Given exercise >>
Count the lines in the material below that contain the string "pole", matching case exactly. Give only the number.

--- Data supplied ---

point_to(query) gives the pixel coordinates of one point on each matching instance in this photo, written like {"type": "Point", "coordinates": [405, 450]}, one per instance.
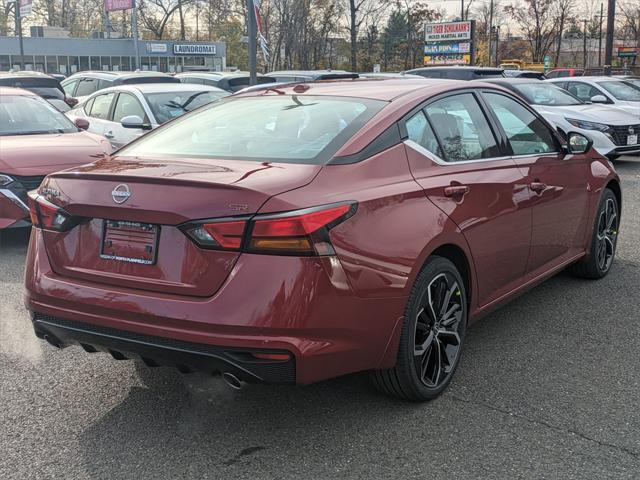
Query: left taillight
{"type": "Point", "coordinates": [48, 216]}
{"type": "Point", "coordinates": [302, 232]}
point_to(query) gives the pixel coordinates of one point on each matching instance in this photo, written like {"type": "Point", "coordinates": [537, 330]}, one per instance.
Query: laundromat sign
{"type": "Point", "coordinates": [185, 49]}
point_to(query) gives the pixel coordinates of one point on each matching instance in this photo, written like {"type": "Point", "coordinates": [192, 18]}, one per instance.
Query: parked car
{"type": "Point", "coordinates": [524, 74]}
{"type": "Point", "coordinates": [35, 140]}
{"type": "Point", "coordinates": [299, 235]}
{"type": "Point", "coordinates": [565, 72]}
{"type": "Point", "coordinates": [608, 90]}
{"type": "Point", "coordinates": [229, 81]}
{"type": "Point", "coordinates": [81, 85]}
{"type": "Point", "coordinates": [458, 72]}
{"type": "Point", "coordinates": [298, 76]}
{"type": "Point", "coordinates": [124, 113]}
{"type": "Point", "coordinates": [609, 127]}
{"type": "Point", "coordinates": [43, 85]}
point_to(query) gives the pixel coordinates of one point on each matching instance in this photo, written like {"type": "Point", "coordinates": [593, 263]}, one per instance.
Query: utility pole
{"type": "Point", "coordinates": [608, 49]}
{"type": "Point", "coordinates": [253, 42]}
{"type": "Point", "coordinates": [134, 33]}
{"type": "Point", "coordinates": [490, 29]}
{"type": "Point", "coordinates": [600, 35]}
{"type": "Point", "coordinates": [16, 8]}
{"type": "Point", "coordinates": [584, 44]}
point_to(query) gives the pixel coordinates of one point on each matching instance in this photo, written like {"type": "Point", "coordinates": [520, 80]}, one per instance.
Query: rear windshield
{"type": "Point", "coordinates": [283, 128]}
{"type": "Point", "coordinates": [168, 105]}
{"type": "Point", "coordinates": [622, 91]}
{"type": "Point", "coordinates": [31, 115]}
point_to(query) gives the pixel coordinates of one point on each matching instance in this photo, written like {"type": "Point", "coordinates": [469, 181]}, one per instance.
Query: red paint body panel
{"type": "Point", "coordinates": [336, 314]}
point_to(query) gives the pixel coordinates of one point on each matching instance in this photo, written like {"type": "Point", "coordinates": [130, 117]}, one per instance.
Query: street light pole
{"type": "Point", "coordinates": [608, 49]}
{"type": "Point", "coordinates": [253, 42]}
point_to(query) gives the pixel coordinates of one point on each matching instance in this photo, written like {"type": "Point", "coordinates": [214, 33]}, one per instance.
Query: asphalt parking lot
{"type": "Point", "coordinates": [548, 387]}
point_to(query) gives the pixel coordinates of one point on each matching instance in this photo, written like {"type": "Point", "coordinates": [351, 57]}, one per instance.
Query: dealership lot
{"type": "Point", "coordinates": [548, 387]}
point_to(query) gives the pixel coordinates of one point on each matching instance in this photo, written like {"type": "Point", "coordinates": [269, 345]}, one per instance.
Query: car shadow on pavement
{"type": "Point", "coordinates": [525, 374]}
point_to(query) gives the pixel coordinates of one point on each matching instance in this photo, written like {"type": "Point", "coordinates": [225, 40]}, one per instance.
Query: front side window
{"type": "Point", "coordinates": [86, 87]}
{"type": "Point", "coordinates": [168, 105]}
{"type": "Point", "coordinates": [526, 132]}
{"type": "Point", "coordinates": [622, 91]}
{"type": "Point", "coordinates": [101, 106]}
{"type": "Point", "coordinates": [583, 91]}
{"type": "Point", "coordinates": [462, 128]}
{"type": "Point", "coordinates": [31, 115]}
{"type": "Point", "coordinates": [127, 105]}
{"type": "Point", "coordinates": [282, 128]}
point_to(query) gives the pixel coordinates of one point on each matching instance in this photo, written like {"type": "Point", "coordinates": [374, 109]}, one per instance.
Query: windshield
{"type": "Point", "coordinates": [622, 91]}
{"type": "Point", "coordinates": [283, 128]}
{"type": "Point", "coordinates": [31, 115]}
{"type": "Point", "coordinates": [168, 105]}
{"type": "Point", "coordinates": [546, 94]}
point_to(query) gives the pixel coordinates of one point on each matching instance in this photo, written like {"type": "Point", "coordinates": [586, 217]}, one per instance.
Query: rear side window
{"type": "Point", "coordinates": [462, 128]}
{"type": "Point", "coordinates": [101, 106]}
{"type": "Point", "coordinates": [526, 132]}
{"type": "Point", "coordinates": [86, 87]}
{"type": "Point", "coordinates": [283, 128]}
{"type": "Point", "coordinates": [419, 131]}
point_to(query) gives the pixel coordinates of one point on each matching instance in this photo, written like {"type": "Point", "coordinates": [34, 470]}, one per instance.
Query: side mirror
{"type": "Point", "coordinates": [81, 123]}
{"type": "Point", "coordinates": [599, 99]}
{"type": "Point", "coordinates": [134, 121]}
{"type": "Point", "coordinates": [578, 143]}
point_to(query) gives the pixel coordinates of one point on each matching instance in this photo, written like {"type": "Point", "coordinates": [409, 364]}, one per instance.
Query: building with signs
{"type": "Point", "coordinates": [449, 43]}
{"type": "Point", "coordinates": [70, 55]}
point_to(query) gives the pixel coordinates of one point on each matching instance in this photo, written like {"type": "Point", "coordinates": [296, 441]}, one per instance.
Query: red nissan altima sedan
{"type": "Point", "coordinates": [35, 140]}
{"type": "Point", "coordinates": [300, 233]}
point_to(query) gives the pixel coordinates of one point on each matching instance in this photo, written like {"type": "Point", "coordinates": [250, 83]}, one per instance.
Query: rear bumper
{"type": "Point", "coordinates": [155, 351]}
{"type": "Point", "coordinates": [303, 306]}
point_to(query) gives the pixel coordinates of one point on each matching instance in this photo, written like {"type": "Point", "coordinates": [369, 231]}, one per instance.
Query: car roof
{"type": "Point", "coordinates": [160, 88]}
{"type": "Point", "coordinates": [16, 91]}
{"type": "Point", "coordinates": [386, 89]}
{"type": "Point", "coordinates": [107, 75]}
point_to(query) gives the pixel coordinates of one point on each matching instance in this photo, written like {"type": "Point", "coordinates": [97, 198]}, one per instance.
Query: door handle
{"type": "Point", "coordinates": [538, 187]}
{"type": "Point", "coordinates": [456, 190]}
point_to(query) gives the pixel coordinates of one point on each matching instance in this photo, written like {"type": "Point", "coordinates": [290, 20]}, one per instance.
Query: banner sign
{"type": "Point", "coordinates": [439, 48]}
{"type": "Point", "coordinates": [26, 7]}
{"type": "Point", "coordinates": [438, 32]}
{"type": "Point", "coordinates": [184, 49]}
{"type": "Point", "coordinates": [628, 51]}
{"type": "Point", "coordinates": [458, 59]}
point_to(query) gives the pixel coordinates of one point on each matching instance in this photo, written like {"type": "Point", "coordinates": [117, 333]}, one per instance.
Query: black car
{"type": "Point", "coordinates": [229, 81]}
{"type": "Point", "coordinates": [458, 73]}
{"type": "Point", "coordinates": [41, 84]}
{"type": "Point", "coordinates": [83, 84]}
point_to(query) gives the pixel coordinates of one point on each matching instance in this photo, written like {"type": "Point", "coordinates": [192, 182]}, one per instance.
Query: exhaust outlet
{"type": "Point", "coordinates": [233, 381]}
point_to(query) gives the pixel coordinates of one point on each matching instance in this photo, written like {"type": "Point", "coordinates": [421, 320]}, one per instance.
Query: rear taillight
{"type": "Point", "coordinates": [303, 232]}
{"type": "Point", "coordinates": [48, 216]}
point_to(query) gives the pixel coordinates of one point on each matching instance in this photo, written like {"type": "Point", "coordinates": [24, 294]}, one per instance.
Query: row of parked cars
{"type": "Point", "coordinates": [303, 230]}
{"type": "Point", "coordinates": [104, 111]}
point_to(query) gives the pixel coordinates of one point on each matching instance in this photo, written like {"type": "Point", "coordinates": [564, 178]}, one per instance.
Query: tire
{"type": "Point", "coordinates": [604, 239]}
{"type": "Point", "coordinates": [430, 345]}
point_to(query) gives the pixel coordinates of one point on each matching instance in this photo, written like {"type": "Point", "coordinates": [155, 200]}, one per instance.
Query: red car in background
{"type": "Point", "coordinates": [35, 140]}
{"type": "Point", "coordinates": [299, 233]}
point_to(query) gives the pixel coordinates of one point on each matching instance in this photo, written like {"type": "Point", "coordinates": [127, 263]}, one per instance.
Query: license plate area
{"type": "Point", "coordinates": [130, 242]}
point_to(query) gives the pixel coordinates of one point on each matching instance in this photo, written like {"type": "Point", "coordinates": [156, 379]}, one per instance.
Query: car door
{"type": "Point", "coordinates": [455, 156]}
{"type": "Point", "coordinates": [99, 112]}
{"type": "Point", "coordinates": [126, 104]}
{"type": "Point", "coordinates": [557, 183]}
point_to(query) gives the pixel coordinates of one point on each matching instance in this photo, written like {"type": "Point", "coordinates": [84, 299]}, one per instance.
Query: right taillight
{"type": "Point", "coordinates": [48, 216]}
{"type": "Point", "coordinates": [301, 232]}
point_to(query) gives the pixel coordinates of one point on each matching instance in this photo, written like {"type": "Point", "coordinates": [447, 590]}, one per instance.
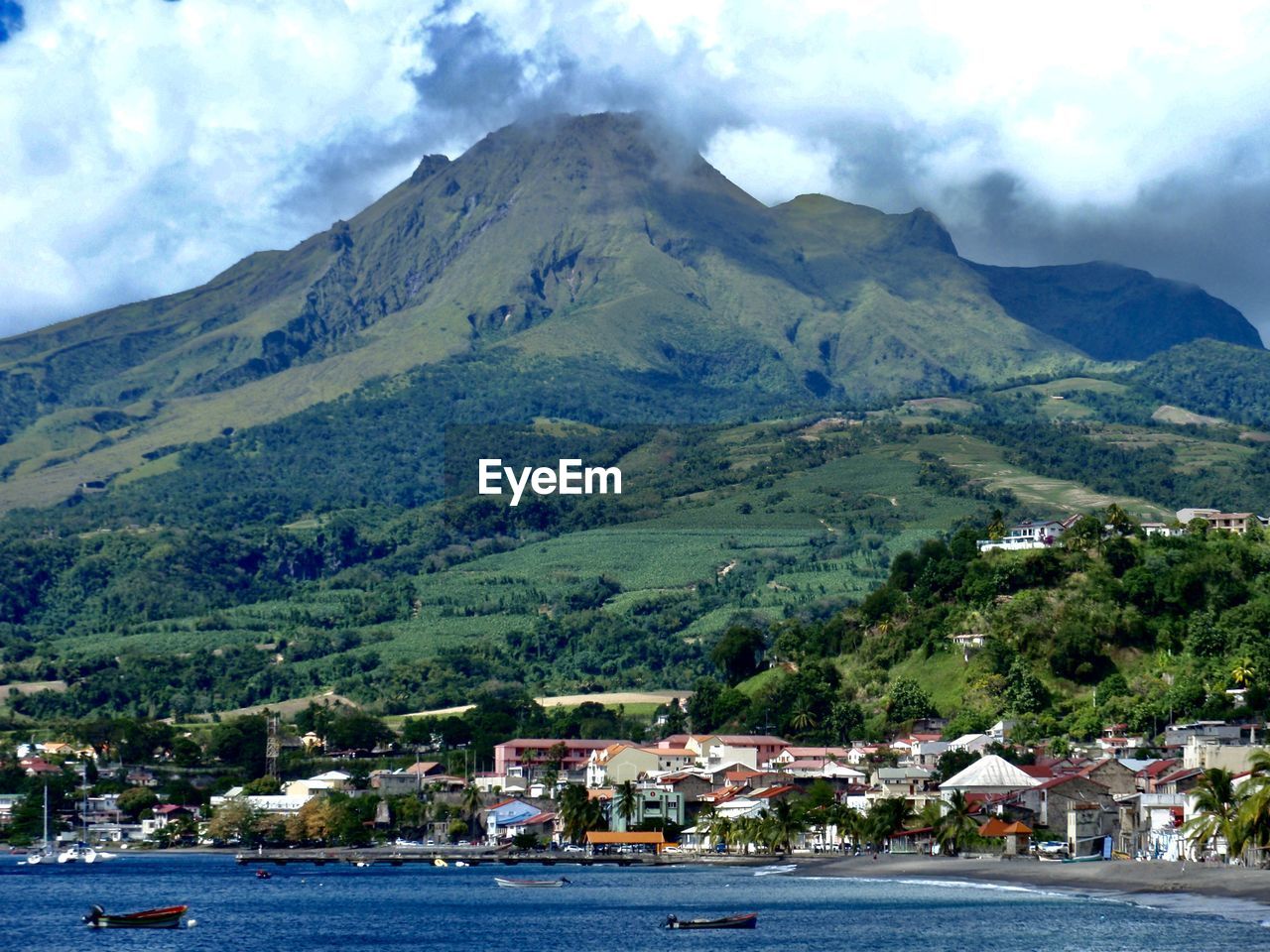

---

Answer to the exercise >>
2